> _PROBLEM TO WORK ON_
For this exercise, retype each line of the material below verbatim and omit any picture.

▬▬▬▬▬▬

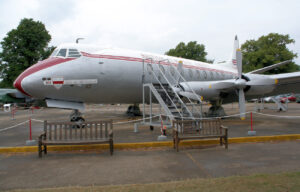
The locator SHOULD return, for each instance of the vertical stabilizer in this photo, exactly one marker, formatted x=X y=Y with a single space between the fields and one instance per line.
x=235 y=47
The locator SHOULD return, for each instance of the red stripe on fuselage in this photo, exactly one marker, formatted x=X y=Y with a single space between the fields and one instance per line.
x=149 y=60
x=37 y=67
x=58 y=82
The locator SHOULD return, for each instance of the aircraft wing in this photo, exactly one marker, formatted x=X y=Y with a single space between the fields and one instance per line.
x=287 y=83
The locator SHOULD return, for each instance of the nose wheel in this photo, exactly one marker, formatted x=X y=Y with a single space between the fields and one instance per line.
x=77 y=117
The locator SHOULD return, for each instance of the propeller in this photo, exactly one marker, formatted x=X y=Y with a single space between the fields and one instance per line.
x=240 y=84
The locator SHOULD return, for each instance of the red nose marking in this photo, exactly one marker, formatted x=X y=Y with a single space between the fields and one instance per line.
x=37 y=67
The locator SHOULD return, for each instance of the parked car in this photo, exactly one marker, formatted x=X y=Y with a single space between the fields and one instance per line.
x=290 y=98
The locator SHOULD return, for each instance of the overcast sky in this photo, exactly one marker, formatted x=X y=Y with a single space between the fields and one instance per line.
x=158 y=25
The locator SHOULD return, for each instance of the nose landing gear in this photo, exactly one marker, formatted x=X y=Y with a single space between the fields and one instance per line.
x=77 y=117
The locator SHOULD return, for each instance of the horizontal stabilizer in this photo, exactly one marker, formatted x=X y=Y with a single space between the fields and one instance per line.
x=262 y=70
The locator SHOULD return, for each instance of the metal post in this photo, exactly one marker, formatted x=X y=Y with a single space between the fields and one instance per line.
x=150 y=105
x=143 y=103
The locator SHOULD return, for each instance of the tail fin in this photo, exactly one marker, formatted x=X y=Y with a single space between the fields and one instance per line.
x=231 y=63
x=235 y=47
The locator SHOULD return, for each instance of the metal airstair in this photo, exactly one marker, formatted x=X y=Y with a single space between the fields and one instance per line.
x=163 y=85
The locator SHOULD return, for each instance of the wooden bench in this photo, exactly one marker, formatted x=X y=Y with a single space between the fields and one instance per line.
x=71 y=133
x=199 y=129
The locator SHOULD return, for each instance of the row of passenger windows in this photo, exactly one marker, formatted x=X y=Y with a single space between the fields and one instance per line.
x=65 y=53
x=192 y=73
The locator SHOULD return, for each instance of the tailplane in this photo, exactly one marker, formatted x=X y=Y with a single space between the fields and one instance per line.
x=232 y=62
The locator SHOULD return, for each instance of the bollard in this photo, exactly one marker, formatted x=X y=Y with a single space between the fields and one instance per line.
x=13 y=113
x=163 y=136
x=251 y=133
x=30 y=141
x=30 y=130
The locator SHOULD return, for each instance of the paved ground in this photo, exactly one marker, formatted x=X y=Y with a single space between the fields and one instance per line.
x=124 y=133
x=129 y=167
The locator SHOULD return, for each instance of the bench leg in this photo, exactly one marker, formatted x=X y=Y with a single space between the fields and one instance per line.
x=177 y=144
x=45 y=149
x=111 y=146
x=226 y=138
x=226 y=142
x=40 y=150
x=174 y=143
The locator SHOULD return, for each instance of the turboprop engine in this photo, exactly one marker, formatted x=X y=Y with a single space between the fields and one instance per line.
x=251 y=84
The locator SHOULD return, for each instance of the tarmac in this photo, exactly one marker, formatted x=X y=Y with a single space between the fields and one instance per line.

▬▬▬▬▬▬

> _EXERCISE SOLUTION_
The locator SHOULD return, for each instance of the vertical stabilizer in this photo, exactly one marker, formatted x=X y=Y with a single space between the fields and one instance per line.
x=235 y=47
The locator SHOULD return, for each instance of the red stripe on fuselage in this photo, exactly one marker, formatted x=X y=Y with a single space between the fields and one instance per line.
x=149 y=60
x=37 y=67
x=58 y=82
The locator SHOULD return, for each instance of the aircraft wing in this photo, exactly one marker, formatted x=X y=Y with a single space between the fields and one instance per line.
x=287 y=83
The locator SHOULD return, for each instance of the nose wheel in this photo, exactly one marker, formatted x=X y=Y with a single space between the fields and one instance per line.
x=77 y=117
The locator SHOULD return, for each instance of the propeller in this photo, exactly one marker, formatted x=X y=Y with a single space between the fields and one instance per line.
x=240 y=84
The locator SHOULD return, for each instance of the red nose marking in this photo, exactly one marker, formatted x=X y=Y with a single space between the fields and one instance per line.
x=37 y=67
The locator SHOULD return, for each instance of the parked car in this photo, exactly one marker, formatted x=X y=Y with a single space between the fields and one instance per line.
x=290 y=98
The locator SHOULD return, for each instance of the overcast sky in this photo, exactly one marker, formatted x=X y=Y with a single space between the fields and one instance per line.
x=158 y=25
The locator SHOULD return, for each instance of the nose landing gear in this photo, exactly one marker, formatted x=X y=Y with a single space between the fields and one instance per line.
x=77 y=117
The locator SHOULD return, for each instance of the horizontal stabilizer in this photo, exactly one marker, formatted x=X y=Y with a single space between the fields and one instance per line.
x=262 y=70
The locator SHOULD return, for each instance of the metal post in this photo, exactly one marker, formatted x=X y=Y with a single space between the fields and one instance per line.
x=150 y=105
x=143 y=103
The locator SHOULD return, for each instance of the tail fin in this photo, exactly one marker, formatted x=X y=Y with a single space between the fields and one instance per line.
x=231 y=63
x=235 y=47
The locator SHOULD return, for each instance of the metal airstair in this photo, exactly one marker, formatted x=X y=Y with a single space between the fields and one instance per line.
x=163 y=85
The locator SHOULD return, for each instance of the wooden bench in this photo, exactly one marker, formatted x=X y=Y with a single space between the fields and one instance per line.
x=71 y=133
x=199 y=129
The locator SHOULD return, for each instance of the row of passenger windows in this photo, exactly one marker, formatted x=X y=Y with a single space between the fields and one instance per line.
x=65 y=53
x=192 y=73
The locator SHOULD return, for each instance of the tailplane in this photo, exactly one marker, formatted x=X y=Y with a single space between the fields and one instance per line.
x=232 y=62
The locator SHOULD return, for each instance of the bollard in this photo, exactly one marker, formatted x=X y=Y with a single space between the fields and one instance per line.
x=13 y=113
x=163 y=136
x=251 y=133
x=30 y=141
x=30 y=130
The locator SHOULD return, for each instance of the paved ground in this photo, exactly one marker, formatted x=X y=Y with a single space between the fields and one instance per line.
x=124 y=133
x=129 y=167
The locator SHOULD return, for each instance of the bench leg in this photo, exactly one marker, formatted x=X y=Y with a single space between the fields and one instance per line.
x=177 y=144
x=45 y=149
x=111 y=146
x=226 y=138
x=226 y=142
x=40 y=150
x=174 y=143
The locator SHOULD return, for each instance of the turboprop engine in this photo, exactly one marker, formatted x=X y=Y with a single space between the fields and one instance per line.
x=251 y=84
The locator SHOULD return, for each instance of the tarmac in this photo, exactly one marker, formatted x=X y=Y with a single space between the fields and one instance per line.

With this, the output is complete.